** CONSIGNA 1 **
Responde estas preguntas sobre el fragmento acerca de Kurt Cobain y el grunge:
(a) ¿Cuál fue la primera novela de David Foster Wallace?
(b) ¿Qué marcas comercializaban la estética grunge?
(c) ¿En qué año murió Cobain?
** CONSIGNA 2 **
Reescribe el tramo del fragmento sobre Kurt Cobain y el grunge que arranca en las palabras "Refractado en una" y concluye tras "del mismo desierto.", y pon "metáfora" en lugar de "metonimia".

Refractado en una adolescencia eterna, en una sed libertaria y transgresora (nada televisiva), Kurt Cobain había leído a la perfección la obra literaria (el dogma) más influyente para la Generación X: The Broom of the System (La escoba del sistema), la primera novela de David Foster Wallace. El escepticismo político, los desencuentros existenciales, la experimentación con los medios de comunicación y la metonimia del Gran Ohio Desértico se camuflaban en la estética grunge que comercializaban Dr. Martens y Converse. El hecho es que después de la muerte de Cobain en 1994 y del juicio que Pearl Jam le puso a Ticketmaster, el grunge derivó en otras subtendencias del mundo alternativo que experimentaron la disipación bajo el sol del mismo desierto.

** LISTADO DE DATOS **
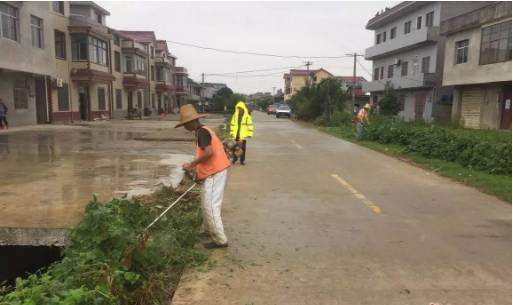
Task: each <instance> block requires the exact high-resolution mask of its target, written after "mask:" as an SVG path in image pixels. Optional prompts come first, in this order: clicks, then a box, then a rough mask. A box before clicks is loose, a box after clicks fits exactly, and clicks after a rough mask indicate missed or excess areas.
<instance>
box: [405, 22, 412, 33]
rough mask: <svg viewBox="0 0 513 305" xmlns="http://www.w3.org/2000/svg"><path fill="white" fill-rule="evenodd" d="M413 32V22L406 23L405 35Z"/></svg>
mask: <svg viewBox="0 0 513 305" xmlns="http://www.w3.org/2000/svg"><path fill="white" fill-rule="evenodd" d="M410 32H411V21H407V22H405V23H404V34H408V33H410Z"/></svg>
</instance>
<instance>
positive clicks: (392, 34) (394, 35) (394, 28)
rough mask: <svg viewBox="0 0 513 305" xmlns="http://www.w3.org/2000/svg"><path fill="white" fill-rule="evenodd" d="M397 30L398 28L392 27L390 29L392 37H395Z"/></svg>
mask: <svg viewBox="0 0 513 305" xmlns="http://www.w3.org/2000/svg"><path fill="white" fill-rule="evenodd" d="M396 31H397V28H395V27H394V28H392V29H391V30H390V39H394V38H395V32H396Z"/></svg>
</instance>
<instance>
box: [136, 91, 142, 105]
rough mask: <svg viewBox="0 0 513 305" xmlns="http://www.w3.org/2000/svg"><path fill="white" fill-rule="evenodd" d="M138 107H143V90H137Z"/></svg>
mask: <svg viewBox="0 0 513 305" xmlns="http://www.w3.org/2000/svg"><path fill="white" fill-rule="evenodd" d="M137 108H139V109H141V108H142V93H141V91H137Z"/></svg>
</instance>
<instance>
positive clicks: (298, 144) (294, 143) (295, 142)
mask: <svg viewBox="0 0 513 305" xmlns="http://www.w3.org/2000/svg"><path fill="white" fill-rule="evenodd" d="M290 142H292V144H294V145H295V146H296V148H297V149H303V146H301V145H299V144H297V142H296V141H295V140H290Z"/></svg>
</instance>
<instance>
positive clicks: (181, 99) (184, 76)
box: [174, 67, 189, 107]
mask: <svg viewBox="0 0 513 305" xmlns="http://www.w3.org/2000/svg"><path fill="white" fill-rule="evenodd" d="M188 75H189V74H188V73H187V69H186V68H184V67H175V78H174V80H175V95H176V103H177V105H178V107H180V106H182V105H184V104H186V103H187V102H188V91H187V86H188V81H187V79H188Z"/></svg>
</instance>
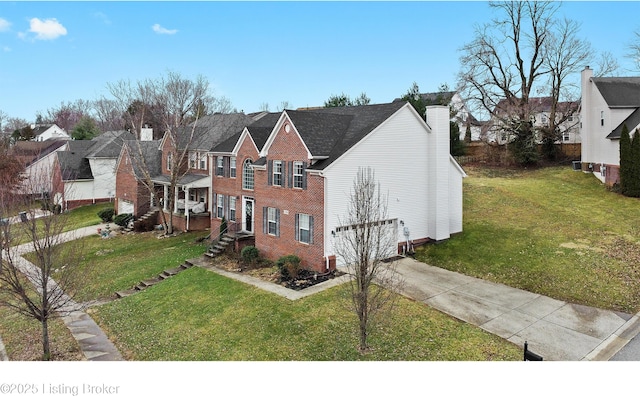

** RESPUESTA ESPERADA 1 **
(a) The Broom of the System (La escoba del sistema).
(b) Dr. Martens y Converse.
(c) En 1994.

** RESPUESTA ESPERADA 2 **
Refractado en una adolescencia eterna, en una sed libertaria y transgresora (nada televisiva), Kurt Cobain había leído a la perfección la obra literaria (el dogma) más influyente para la Generación X: The Broom of the System (La escoba del sistema), la primera novela de David Foster Wallace. El escepticismo político, los desencuentros existenciales, la experimentación con los medios de comunicación y la metáfora del Gran Ohio Desértico se camuflaban en la estética grunge que comercializaban Dr. Martens y Converse. El hecho es que después de la muerte de Cobain en 1994 y del juicio que Pearl Jam le puso a Ticketmaster, el grunge derivó en otras subtendencias del mundo alternativo que experimentaron la disipación bajo el sol del mismo desierto.